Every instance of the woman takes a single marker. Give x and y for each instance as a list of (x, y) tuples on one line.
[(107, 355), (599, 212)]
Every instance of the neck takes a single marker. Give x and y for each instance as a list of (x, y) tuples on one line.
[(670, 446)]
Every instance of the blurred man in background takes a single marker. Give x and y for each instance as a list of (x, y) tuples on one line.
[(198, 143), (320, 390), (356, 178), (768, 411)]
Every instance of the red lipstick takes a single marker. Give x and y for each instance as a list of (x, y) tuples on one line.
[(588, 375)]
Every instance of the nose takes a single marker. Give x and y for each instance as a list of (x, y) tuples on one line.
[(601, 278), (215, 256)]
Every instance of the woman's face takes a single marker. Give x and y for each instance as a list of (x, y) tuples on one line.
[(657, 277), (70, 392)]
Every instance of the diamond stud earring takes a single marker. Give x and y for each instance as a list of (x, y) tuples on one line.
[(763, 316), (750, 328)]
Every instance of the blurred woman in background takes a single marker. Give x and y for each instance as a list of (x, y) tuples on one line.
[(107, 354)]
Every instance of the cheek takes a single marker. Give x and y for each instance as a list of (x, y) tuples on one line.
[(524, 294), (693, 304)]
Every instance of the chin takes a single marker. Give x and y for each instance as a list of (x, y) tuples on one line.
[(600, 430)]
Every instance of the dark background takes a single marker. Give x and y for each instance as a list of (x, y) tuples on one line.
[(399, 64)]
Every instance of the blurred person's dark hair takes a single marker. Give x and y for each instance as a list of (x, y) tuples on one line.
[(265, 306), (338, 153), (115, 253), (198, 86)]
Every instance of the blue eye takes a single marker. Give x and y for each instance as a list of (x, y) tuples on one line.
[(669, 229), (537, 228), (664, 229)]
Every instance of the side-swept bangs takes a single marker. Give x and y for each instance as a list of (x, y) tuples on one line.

• • •

- **What is expected**: Change each "a single marker" in the items above to "one marker" and write the lines out again with nothing else altered.

- **Written solution**:
Every instance of the woman takes one marker. Give x and y for each instance as a list of (x, y) tuples on one line.
[(107, 355), (599, 212)]
Every instance of the neck takes one marker. Give x and y for each instance as a list of (x, y) tuples on one line.
[(670, 446)]
Every instance of the blurred man in background takes one marker. Give x and y for each instance as a list of (x, y) tuples on one line.
[(198, 143), (320, 390), (356, 178), (768, 411)]
Every instance of the red lipstick takes one marker. Give x and y for each instance as a list of (x, y) tuples on one line.
[(588, 375)]
Every instance of the nose takes one marker. Give x and y for each instance as a list of (x, y) tuples on one line.
[(601, 278), (215, 256)]
Every instance of the woman's face takes one marker. Give x and y for each instance as a list of (x, y) tuples on one line.
[(657, 277), (70, 392)]
Every instance of the diamond stud earring takes one marker. Give x and y for each instance as a list of (x, y) tuples on one line.
[(763, 316), (750, 328)]
Every instance of the blurred woman in background takes one marker. Give x and y for each instance as a list of (x, y) tuples on one line.
[(107, 354)]
Every instance of the cheek takes one marker. Give x and y for each instance as a list of (x, y) tuples on one line.
[(524, 294), (693, 304)]
Every instance of the chin takes one marker. Give x and y for each instance as a list of (x, y) tuples on one line.
[(600, 430)]
Every instance of the dark background takes one marker. Give x and y for each instance as a list of (x, y) tuples on one line.
[(399, 64)]
Every instance of the blurred person's dark hair takes one marker. Give x and y for each instance as a list of (x, y) tuples on one line.
[(265, 306), (338, 153), (115, 253), (198, 86)]
Every instance of the blue eye takes one marker. Give x and y for each instance as a list of (x, y) tuples on one line.
[(669, 229), (537, 228), (664, 229)]
Every instance of the side-swept bangs takes one marker. Give x and y for each instance as a list of (x, y) tuples on one line.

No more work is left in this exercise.